Passage provided:
Ubuntu – Where can Ubuntu snaps write data


Applications packaged as snaps in Ubuntu are installed (mounted) under the /snap/$SNAPPNAME location. Everything under /snap is mounted as a read-only file system, thus applications cannot write to that space, neither in other app's directories nor in their own.

While there is a home interface that snaps can specify to read/write the user's home directory, it is reserved for security reasons and needs to be manually connected (enabled) by the user.

So where can an app inside a snap write its config, data and other files? Are there APIs to access special writeable locations?

Best Answer

When you declare apps in your snapcraft.yaml, it results in a binary wrapper being generated upon install and placed into /snap/bin/, named after your package and app name (note that if the app is a service, this wrapper is instead a systemd .service file).

That wrapper contains most of the environment under which the application will run. The two environment variables that are most relevant to this question are SNAP_DATA and SNAP_USER_DATA. You can find more information about these in the documentation, but I'll describe them here as well:

  • SNAP_DATA is a system-wide writable area (in /var/snap/). This might be used to host logs for services, for instance.

  • SNAP_USER_DATA is a user-specific writable area in the home directory of the user running the application (specifically /home/<user>/snap/). This might be used for user-specific configuration files, etc.

Both of these directories are very important to the upgrade/rollback functionality, since both of them are versioned. That is, each revision of a given snap has its own copy of these directories. Let me explain with an example.

Task set:
(a) In the passage above on where Ubuntu snaps can write data, what kind of area does SNAP_DATA provide, and where is it?
(b) List every file-system path that appears in the Ubuntu snaps passage above.

Entries supplied:

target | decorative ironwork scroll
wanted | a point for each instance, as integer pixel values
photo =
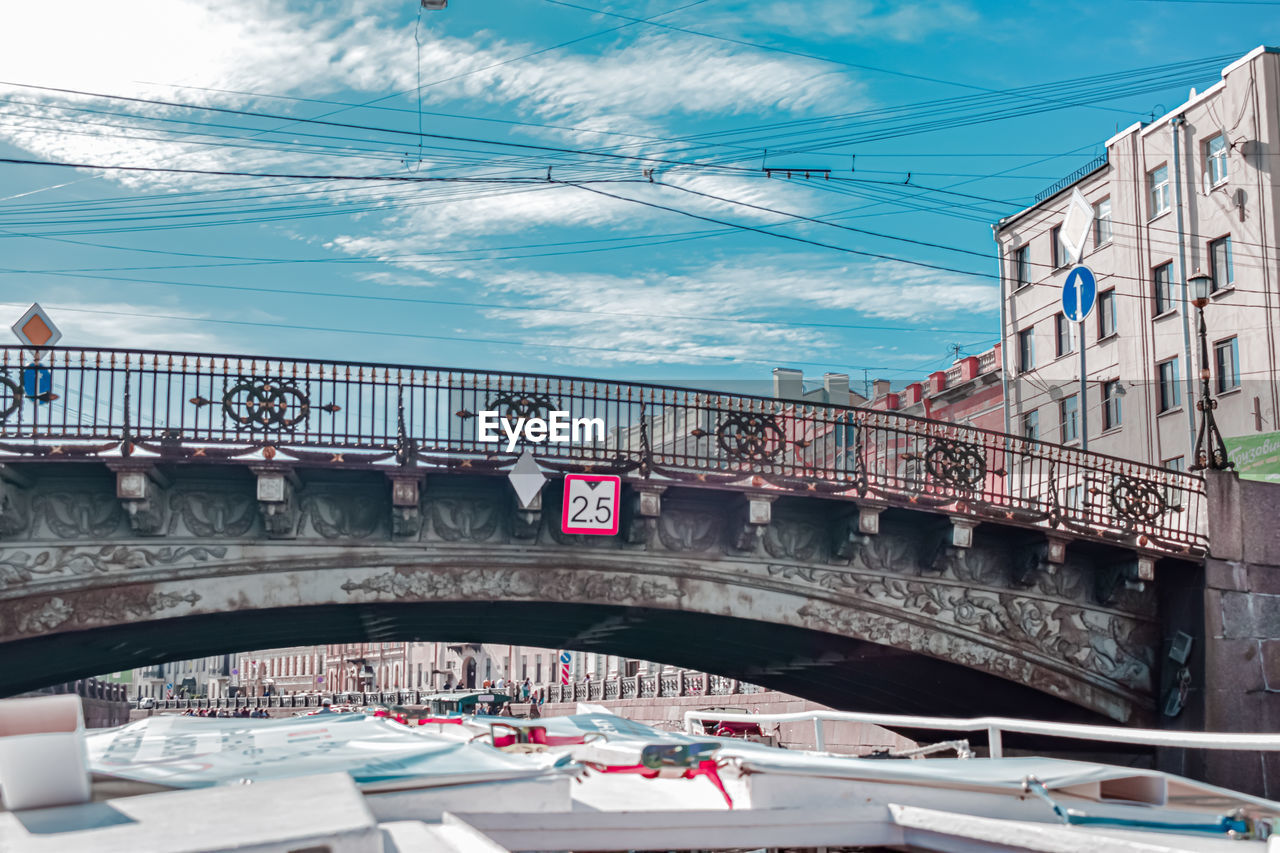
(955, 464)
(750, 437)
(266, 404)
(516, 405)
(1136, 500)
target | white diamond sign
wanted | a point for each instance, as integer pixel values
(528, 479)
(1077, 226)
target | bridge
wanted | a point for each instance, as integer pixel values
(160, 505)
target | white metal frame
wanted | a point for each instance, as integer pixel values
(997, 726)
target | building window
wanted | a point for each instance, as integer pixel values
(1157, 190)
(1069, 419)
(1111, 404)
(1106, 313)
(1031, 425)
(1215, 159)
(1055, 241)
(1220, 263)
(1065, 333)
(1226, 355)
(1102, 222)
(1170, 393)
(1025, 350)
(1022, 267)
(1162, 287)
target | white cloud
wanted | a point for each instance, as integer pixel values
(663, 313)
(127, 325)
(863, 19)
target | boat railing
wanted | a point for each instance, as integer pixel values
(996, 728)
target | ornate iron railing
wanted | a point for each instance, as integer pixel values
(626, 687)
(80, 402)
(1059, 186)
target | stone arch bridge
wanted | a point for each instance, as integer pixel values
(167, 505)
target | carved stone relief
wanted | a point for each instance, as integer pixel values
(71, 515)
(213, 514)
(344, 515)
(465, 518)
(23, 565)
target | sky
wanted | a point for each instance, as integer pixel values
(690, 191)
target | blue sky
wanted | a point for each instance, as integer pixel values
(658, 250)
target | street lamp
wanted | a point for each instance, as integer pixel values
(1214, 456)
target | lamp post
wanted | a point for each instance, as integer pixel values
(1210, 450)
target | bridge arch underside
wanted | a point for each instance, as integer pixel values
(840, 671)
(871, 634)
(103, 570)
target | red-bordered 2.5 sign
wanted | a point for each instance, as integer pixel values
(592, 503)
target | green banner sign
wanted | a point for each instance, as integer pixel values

Outputs in order:
(a) A system-wide writable area in /var/snap/.

(b)
/snap/$SNAPPNAME
/snap
/snap/bin/
/var/snap/
/home/<user>/snap/